• _Stated problem_: Begin at the line that has "[indicate] pale sky" and continue to the end of the data, copying every line, including those without coordinates. Adjust each coordinate in the answers by adding -121.

====================

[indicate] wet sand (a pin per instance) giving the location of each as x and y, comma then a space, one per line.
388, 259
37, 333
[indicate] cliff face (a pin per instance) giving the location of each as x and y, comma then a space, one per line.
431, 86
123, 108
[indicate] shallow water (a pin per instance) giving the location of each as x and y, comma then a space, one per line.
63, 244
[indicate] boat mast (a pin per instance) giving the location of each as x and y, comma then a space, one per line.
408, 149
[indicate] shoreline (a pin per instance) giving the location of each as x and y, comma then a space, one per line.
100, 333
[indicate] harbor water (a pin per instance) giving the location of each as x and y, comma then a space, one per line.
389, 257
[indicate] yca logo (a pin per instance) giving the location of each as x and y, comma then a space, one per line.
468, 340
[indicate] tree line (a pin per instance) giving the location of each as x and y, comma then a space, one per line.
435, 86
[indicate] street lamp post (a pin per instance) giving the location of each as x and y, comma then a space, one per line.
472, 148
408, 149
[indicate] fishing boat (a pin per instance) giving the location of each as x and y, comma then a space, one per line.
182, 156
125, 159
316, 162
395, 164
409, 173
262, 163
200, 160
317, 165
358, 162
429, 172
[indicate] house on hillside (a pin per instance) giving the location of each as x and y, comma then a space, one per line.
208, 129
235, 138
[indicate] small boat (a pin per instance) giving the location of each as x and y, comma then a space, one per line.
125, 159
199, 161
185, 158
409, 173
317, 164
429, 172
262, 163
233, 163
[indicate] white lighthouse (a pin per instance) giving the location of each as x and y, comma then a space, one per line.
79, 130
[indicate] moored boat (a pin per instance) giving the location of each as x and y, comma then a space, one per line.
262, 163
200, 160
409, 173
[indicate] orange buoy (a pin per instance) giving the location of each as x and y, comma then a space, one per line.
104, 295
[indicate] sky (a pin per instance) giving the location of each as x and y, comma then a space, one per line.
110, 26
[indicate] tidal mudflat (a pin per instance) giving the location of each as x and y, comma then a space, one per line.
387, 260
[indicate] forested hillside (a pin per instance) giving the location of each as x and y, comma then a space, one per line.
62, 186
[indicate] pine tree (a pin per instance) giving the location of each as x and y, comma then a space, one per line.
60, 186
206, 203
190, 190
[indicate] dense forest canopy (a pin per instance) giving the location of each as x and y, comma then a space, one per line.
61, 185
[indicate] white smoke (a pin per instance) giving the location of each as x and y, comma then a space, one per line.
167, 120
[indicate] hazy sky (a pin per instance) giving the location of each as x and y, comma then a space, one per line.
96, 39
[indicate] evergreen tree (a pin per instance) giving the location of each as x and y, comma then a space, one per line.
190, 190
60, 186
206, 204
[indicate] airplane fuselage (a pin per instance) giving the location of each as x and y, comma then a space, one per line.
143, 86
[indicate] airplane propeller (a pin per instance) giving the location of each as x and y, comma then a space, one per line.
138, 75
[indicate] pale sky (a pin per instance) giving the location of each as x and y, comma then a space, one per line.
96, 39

====================

• _Result of the exercise_:
[indicate] pale sky (a pin per instance) giving the location of each as x and y, comma then a space, one per line.
-25, -82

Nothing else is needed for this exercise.